## Stated goal A
Please list every person or character named in the essay on sound in Black Narcissus, including its byline.
## Stated goal B
Write the next paragraph of the essay on sound in Black Narcissus, picking up after its final sentence.

## Passage provided
##########

Alton Jerome McFarland



Madness through Music:

An Analysis of Sound in Black Narcissus

    Black Narcissus, directed by Michael Powell and Emeric Pressburger, is a compelling film about a group of Anglican nuns and their doomed religious mission. The conservative sisters, having established their community in a sumptuous Himalayan paradise, soon find themselves struggling to maintain control over their own suppressed emotions and desires. Through a powerful score and attentive audio editing, the sound of Black Narcissus manages to do much more than merely complement the visual action. As the nuns face their internal conflicts, the film's sound is often the clearest indicator of mood and character intention. In particular, Powell and Pressburger's depiction of Sister Ruth's final descent into madness is replete with music and sound effects whose function is to advance the narrative, rather than simply fill the silence.

    The sequence begins with a dissolve from Sister Ruth's face into a close shot of the jungle. As the dissolve begins, the low sound of tribal drums appears and slowly rises in volume. Simultaneously, the camera tracks down below the canopy of trees, revealing a group of natives seated around a fire. The drumming is revealed to have a diegetic source, as the viewer is now able to see the natives actually beating on drums. That revelation does nothing to lessen the drums effect, however, as the steady beating sound, combined with the tension already present at this point in the film, creates an extremely suspenseful mood.

##########

## Dataset extract
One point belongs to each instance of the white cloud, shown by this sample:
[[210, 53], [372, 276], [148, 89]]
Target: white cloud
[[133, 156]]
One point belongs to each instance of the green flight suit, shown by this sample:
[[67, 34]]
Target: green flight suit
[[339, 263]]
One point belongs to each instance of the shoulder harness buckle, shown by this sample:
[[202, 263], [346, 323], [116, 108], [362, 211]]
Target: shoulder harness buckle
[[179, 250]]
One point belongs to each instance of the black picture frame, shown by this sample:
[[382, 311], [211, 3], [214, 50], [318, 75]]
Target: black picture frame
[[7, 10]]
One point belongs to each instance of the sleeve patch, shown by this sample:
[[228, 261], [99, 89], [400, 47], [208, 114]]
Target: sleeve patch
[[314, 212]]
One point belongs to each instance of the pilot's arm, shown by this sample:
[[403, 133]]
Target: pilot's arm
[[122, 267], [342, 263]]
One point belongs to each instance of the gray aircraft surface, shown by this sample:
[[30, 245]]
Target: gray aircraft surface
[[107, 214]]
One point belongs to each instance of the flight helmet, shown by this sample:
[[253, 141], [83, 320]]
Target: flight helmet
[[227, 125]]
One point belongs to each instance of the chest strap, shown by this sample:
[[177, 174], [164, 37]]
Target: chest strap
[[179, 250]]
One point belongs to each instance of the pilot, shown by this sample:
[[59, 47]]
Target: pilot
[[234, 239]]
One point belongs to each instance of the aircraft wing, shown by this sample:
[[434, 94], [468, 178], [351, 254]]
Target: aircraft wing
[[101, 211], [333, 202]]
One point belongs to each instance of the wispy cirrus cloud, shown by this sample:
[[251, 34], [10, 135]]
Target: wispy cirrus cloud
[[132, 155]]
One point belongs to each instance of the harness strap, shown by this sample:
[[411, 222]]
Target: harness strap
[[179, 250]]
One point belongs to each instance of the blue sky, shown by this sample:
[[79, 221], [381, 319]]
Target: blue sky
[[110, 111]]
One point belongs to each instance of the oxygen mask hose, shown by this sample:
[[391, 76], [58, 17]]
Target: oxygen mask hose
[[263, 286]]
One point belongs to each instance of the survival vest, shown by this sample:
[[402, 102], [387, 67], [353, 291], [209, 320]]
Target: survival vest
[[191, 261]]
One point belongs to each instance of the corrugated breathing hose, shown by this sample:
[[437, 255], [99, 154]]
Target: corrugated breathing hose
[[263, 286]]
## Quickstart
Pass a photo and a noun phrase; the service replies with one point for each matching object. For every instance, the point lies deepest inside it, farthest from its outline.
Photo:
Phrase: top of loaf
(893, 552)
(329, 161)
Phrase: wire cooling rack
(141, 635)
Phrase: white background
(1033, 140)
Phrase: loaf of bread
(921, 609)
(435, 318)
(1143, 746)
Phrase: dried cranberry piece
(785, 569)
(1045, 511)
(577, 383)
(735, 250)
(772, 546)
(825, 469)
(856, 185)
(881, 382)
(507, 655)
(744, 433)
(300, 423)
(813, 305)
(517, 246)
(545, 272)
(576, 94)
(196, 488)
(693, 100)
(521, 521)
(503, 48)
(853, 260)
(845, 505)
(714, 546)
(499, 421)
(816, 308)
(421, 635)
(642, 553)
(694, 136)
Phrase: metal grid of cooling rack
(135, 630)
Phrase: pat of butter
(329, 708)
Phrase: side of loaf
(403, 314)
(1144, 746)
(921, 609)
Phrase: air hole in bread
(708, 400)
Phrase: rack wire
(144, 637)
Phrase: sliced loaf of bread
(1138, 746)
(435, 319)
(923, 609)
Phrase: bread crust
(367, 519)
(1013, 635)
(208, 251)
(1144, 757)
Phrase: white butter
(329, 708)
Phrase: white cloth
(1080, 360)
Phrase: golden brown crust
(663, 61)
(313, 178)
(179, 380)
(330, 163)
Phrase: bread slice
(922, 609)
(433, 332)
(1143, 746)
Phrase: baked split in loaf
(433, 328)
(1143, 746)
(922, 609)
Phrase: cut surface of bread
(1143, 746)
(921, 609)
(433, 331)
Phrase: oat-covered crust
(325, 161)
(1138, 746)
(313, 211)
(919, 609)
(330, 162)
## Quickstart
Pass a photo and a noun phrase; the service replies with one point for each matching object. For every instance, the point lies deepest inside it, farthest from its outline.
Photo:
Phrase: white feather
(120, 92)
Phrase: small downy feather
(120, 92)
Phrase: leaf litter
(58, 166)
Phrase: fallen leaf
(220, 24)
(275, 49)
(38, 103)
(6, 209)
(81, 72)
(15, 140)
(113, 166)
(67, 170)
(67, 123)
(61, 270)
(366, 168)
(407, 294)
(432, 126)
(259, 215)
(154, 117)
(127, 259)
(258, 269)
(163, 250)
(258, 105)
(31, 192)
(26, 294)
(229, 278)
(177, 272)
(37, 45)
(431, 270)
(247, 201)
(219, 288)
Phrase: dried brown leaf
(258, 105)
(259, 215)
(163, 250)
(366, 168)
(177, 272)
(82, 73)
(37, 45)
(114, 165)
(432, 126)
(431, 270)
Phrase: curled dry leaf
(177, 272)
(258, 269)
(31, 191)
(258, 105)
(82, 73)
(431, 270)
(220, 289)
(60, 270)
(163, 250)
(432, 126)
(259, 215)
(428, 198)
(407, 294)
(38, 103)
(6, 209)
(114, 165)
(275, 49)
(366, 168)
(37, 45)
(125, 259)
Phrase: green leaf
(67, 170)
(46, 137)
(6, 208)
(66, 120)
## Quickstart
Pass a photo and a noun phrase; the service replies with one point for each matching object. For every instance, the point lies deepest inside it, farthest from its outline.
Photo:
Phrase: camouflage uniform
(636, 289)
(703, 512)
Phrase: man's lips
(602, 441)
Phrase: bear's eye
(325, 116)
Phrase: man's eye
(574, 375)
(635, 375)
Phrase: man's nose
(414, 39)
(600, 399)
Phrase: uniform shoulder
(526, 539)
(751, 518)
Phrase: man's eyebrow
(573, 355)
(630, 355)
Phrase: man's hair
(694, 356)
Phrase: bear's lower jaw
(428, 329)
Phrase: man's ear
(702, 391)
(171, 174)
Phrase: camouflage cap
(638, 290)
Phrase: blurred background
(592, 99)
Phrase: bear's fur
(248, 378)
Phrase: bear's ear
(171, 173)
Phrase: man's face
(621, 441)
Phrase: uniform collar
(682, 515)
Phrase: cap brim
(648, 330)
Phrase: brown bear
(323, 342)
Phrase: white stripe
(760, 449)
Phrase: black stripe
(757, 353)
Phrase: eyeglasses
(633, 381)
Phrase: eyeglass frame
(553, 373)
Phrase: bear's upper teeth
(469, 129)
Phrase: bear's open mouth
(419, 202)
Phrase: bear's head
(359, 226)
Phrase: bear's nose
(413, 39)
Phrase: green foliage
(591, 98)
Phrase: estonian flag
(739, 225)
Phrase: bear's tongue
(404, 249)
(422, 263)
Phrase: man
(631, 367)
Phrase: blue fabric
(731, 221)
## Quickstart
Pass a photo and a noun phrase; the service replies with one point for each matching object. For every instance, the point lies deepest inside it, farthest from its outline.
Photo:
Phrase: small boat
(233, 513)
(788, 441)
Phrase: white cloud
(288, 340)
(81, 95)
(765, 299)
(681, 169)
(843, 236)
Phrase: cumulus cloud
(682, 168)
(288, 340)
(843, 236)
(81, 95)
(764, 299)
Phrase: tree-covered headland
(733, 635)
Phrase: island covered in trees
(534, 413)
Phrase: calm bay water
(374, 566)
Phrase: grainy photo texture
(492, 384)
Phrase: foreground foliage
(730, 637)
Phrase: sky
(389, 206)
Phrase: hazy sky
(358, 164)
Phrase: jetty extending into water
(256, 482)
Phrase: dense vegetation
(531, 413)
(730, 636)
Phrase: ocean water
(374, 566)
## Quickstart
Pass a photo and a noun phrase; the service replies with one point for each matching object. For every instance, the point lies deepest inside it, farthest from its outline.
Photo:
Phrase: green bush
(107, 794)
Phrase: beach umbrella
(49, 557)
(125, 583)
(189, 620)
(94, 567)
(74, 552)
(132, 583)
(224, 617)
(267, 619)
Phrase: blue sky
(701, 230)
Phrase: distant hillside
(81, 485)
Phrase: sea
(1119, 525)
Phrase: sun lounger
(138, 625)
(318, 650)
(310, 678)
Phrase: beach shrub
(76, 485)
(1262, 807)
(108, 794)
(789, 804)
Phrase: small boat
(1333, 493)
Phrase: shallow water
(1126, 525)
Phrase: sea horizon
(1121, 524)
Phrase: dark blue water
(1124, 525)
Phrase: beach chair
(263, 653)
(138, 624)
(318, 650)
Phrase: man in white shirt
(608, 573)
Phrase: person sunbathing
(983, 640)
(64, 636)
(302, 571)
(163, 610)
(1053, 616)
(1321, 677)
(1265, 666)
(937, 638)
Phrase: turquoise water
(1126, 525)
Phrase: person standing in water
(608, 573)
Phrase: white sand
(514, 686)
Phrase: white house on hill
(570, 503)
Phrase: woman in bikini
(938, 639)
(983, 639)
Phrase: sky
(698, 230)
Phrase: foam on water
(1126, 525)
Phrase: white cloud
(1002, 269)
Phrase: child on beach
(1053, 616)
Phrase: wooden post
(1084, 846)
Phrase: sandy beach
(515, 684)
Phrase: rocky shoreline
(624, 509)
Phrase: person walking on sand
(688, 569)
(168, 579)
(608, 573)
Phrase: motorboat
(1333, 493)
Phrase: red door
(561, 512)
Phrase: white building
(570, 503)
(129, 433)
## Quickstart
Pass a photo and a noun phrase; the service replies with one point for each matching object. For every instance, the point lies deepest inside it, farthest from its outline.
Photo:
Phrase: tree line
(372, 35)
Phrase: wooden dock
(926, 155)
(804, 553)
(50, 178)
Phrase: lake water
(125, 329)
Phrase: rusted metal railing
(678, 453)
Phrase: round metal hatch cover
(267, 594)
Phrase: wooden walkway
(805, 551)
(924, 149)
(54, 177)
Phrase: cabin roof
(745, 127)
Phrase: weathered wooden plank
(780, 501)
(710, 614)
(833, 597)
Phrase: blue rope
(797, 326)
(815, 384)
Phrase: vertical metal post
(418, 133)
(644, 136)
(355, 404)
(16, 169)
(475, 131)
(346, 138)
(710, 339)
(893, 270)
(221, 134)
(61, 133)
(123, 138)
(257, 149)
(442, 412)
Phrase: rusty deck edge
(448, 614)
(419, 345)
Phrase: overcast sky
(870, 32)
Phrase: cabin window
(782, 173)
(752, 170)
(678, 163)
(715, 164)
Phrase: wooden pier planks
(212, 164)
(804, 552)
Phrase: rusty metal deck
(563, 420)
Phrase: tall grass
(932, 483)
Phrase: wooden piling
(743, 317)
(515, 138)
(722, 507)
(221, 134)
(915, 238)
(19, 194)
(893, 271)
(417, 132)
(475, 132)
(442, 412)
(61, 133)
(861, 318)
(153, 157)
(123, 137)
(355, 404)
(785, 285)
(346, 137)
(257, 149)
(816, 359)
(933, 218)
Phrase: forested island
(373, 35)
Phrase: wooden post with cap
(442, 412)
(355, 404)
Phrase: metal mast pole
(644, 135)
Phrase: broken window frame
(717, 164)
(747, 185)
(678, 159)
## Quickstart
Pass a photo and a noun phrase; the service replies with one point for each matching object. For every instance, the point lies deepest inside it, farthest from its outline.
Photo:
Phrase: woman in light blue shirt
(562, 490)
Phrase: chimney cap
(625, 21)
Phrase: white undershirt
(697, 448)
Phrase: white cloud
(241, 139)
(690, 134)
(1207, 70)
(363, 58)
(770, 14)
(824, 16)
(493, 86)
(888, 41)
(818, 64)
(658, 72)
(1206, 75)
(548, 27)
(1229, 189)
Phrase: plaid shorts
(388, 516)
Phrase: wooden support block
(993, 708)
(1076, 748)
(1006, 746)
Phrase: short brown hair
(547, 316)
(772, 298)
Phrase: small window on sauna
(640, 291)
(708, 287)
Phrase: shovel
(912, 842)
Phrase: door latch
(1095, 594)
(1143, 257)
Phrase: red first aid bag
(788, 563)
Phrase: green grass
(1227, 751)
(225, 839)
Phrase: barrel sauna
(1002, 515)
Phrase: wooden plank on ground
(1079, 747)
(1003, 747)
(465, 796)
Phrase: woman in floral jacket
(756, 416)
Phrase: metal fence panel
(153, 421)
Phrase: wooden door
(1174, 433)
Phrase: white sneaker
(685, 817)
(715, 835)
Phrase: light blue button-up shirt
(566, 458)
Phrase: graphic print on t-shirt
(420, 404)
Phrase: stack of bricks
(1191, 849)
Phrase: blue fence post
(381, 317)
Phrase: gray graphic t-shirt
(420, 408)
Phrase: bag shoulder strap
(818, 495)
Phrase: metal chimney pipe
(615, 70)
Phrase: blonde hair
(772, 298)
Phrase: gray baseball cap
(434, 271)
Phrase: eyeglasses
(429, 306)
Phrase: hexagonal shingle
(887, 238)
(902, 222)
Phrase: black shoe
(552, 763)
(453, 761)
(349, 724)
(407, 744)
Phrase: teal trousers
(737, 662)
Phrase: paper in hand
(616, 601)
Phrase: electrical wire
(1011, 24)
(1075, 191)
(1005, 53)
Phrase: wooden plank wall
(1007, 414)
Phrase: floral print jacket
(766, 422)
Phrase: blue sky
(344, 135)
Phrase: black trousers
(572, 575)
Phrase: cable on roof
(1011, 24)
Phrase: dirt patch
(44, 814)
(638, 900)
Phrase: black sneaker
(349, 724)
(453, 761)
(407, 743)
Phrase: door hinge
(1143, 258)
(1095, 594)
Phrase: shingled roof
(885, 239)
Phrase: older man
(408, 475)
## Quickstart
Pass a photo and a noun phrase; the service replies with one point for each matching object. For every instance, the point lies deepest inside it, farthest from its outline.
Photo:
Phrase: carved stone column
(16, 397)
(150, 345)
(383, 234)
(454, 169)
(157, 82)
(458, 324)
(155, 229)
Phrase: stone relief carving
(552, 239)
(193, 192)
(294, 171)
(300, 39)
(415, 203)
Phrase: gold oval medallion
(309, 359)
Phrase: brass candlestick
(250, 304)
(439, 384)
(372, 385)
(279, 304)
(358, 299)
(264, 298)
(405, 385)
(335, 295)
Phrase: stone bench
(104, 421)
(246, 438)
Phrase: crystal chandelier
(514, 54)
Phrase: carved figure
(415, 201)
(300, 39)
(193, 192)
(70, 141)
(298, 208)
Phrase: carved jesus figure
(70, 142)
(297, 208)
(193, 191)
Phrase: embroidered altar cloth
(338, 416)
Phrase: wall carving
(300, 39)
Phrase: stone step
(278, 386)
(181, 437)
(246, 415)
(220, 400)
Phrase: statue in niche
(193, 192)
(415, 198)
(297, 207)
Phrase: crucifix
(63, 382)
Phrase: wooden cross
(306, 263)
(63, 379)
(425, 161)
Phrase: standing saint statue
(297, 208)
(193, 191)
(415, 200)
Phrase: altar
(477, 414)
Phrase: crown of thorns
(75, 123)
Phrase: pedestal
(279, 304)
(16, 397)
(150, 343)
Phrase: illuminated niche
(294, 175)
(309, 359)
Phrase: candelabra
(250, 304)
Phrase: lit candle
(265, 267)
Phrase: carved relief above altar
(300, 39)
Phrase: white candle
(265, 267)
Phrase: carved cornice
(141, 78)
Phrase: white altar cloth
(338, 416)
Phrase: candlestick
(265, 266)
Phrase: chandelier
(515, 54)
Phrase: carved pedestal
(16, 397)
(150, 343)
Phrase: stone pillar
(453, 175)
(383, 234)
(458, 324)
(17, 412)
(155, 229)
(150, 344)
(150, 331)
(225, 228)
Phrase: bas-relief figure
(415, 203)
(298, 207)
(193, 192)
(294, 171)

##########

## Task result A
Alton Jerome McFarland, Michael Powell, Emeric Pressburger, Sister Ruth

## Task result B
    When the scene cuts to a shot of Sister Clodagh entering a darkened palace walkway, the drumming sound can still be heard, though much lower, and thereby provides a spatial link between the two locations.

    While it remains unclear exactly what turn the plot will take, the drumming sound is a clear precursor of impending conflict. The drumming gives a feeling of ominous regularity that begs to be disrupted. That effect parallels the unease that the viewer is already feeling with regard to the state of the nuns' mission. Preceding scenes have made it clear that the success of their undertaking is in grave danger. With one sister returning home and Sister Ruth showing signs of paranoia, the fate of their Himalayan community already seems bleak. The continuation of the drumming sound from the natives to Sister Clodagh serves to connect the drums' ominous tone, not only with its diegetic source, but also with the mood of the film as a whole. As the scene progresses and Sister Clodagh begins to move down the hallway, the sound of a strong wind rises quickly in volume until it completely blocks out the noise of the drums. Coupled with the shot's imposing darkness and the billowing white drapes that occupy the center of the frame, the windy sound effects seem almost ghostly.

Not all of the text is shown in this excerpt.